Editor’s Note: This listicle is part of a weekly series by The Ball State Daily News summarizing five stories from around the world. All summaries are based on stories published by The Associated Press.
A border dispute continues between Armenia and Azerbaijan, French hospitals delay scheduled operations to free space for COVID-19 patients, North Korea accuses South Korea of crossing the sea boundary, thousands of protestors call for the Israeli prime minister's resignation and Secretary of State Mike Pompeo is set to discuss Mediterranean tensions.
Armenia, Azerbaijan keep up deadly fight for disputed region
Armenia and Azerbaijani forces kept fighting Monday over the disputed separatist region of Nagorno-Karabakh after hostilities broke out the day before, with both sides blaming each other for resuming the deadly attacks that reportedly also wounded scores of people. According to Nagorno-Karabakh officials, 31 servicemen have been killed so far. On Sunday, the territory’s defense ministry also reported two civilian deaths — a woman and her grandson. Some 200 people have been wounded in the fighting, the Armenian Defense Ministry said Monday, while Azerbaijani authorities said 26 civilians have been wounded on their side.

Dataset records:
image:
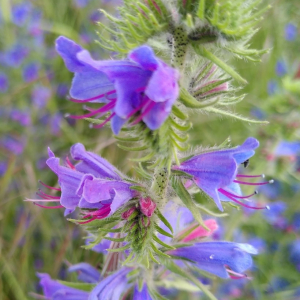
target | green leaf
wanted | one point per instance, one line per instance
(79, 285)
(163, 232)
(189, 101)
(186, 198)
(163, 219)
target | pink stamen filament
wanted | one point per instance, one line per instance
(251, 183)
(138, 108)
(103, 109)
(236, 275)
(106, 121)
(236, 196)
(41, 200)
(48, 207)
(69, 163)
(239, 202)
(49, 187)
(251, 176)
(42, 194)
(91, 99)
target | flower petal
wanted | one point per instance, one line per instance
(92, 163)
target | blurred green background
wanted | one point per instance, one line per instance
(33, 88)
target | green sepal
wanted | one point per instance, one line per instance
(87, 287)
(156, 239)
(163, 232)
(200, 50)
(182, 173)
(233, 115)
(186, 198)
(178, 113)
(118, 240)
(170, 265)
(138, 188)
(189, 101)
(163, 219)
(119, 249)
(141, 148)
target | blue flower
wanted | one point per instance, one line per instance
(3, 83)
(224, 259)
(280, 68)
(93, 183)
(112, 287)
(141, 295)
(142, 88)
(86, 272)
(215, 172)
(290, 32)
(53, 290)
(31, 72)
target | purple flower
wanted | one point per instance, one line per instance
(141, 295)
(22, 117)
(112, 287)
(40, 96)
(274, 215)
(272, 87)
(215, 172)
(53, 290)
(290, 32)
(224, 259)
(3, 83)
(86, 272)
(31, 72)
(280, 68)
(20, 13)
(142, 88)
(93, 183)
(15, 55)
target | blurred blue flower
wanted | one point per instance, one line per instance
(31, 72)
(280, 68)
(20, 13)
(272, 87)
(290, 32)
(274, 215)
(40, 96)
(3, 83)
(294, 249)
(14, 56)
(287, 148)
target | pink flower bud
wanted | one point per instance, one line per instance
(200, 232)
(126, 214)
(147, 206)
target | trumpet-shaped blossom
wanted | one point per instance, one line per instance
(93, 183)
(86, 272)
(224, 259)
(53, 290)
(141, 88)
(216, 172)
(112, 287)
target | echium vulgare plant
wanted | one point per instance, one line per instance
(168, 64)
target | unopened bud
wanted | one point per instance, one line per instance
(147, 206)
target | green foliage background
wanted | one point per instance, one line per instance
(33, 239)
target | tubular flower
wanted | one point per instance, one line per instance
(224, 259)
(216, 172)
(93, 183)
(142, 88)
(112, 287)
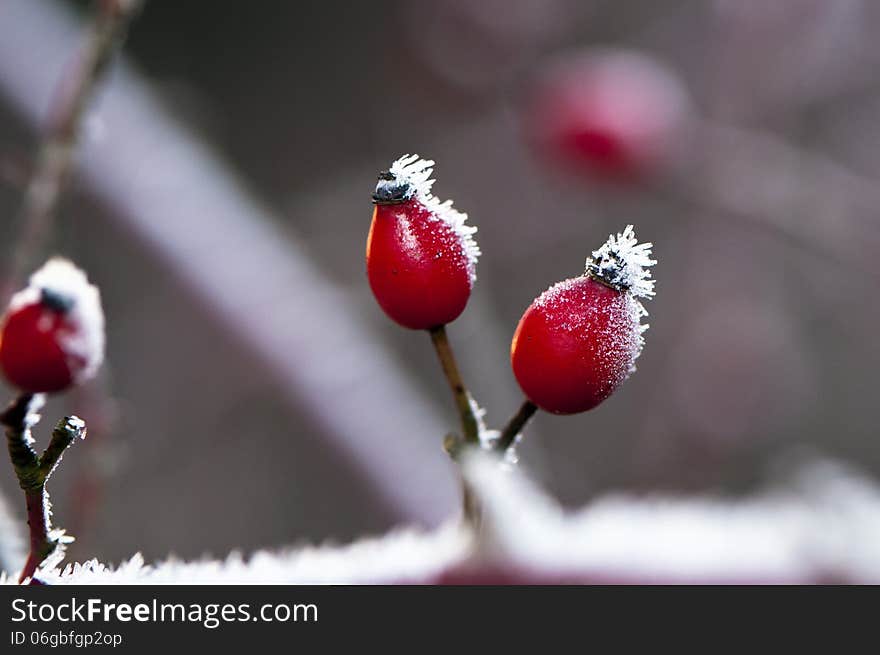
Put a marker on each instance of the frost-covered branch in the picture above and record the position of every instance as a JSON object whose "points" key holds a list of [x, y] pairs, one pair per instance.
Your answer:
{"points": [[821, 524], [12, 545], [188, 208], [74, 95], [33, 470]]}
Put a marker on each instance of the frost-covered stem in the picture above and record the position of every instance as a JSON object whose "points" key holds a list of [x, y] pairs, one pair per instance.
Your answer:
{"points": [[515, 425], [453, 377], [56, 151], [33, 471]]}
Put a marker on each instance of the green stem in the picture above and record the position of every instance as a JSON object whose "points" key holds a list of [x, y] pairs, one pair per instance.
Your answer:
{"points": [[33, 471], [453, 377], [515, 425]]}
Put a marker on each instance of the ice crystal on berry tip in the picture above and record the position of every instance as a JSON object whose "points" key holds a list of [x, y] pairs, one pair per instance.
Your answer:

- _Problem details_:
Can you go on with the weekly world news roundup from the point where it stops?

- _Expected output_:
French hospitals delay operations to cope with COVID surge
Hospitals in the Paris and Marseille regions are delaying some scheduled operations to free up space for COVID-19 patients as the French government tries to stem a rising tide of coronavirus infections, the health minister said Sunday. As restaurants and bars in Marseille prepared to shut down Sunday night for a week as part of scattered new French virus restrictions, Health Minister Olivier Veran insisted that the country plans no new lockdowns. Veran urged the French to make an effort to slow the spread of the virus, after health authorities reported 14,000 new infections Saturday amid a mass testing effort.
North Korea accuses South of intrusion to find dead official
North Korea accused South Korea of sending ships across the disputed sea boundary to find the body of a South Korean official recently killed by North Korean troops, warning Sunday the intrusion could escalate tensions. South Korea denied the accusation. Along with its denial, South Korea proposed a joint investigation to resolve discrepancies in each country’s account of the South Korean official’s death last week. Officials in Seoul have said the 47-year-old was likely attempting to defect before North Korean troops aboard a boat fatally shot him and burned his body.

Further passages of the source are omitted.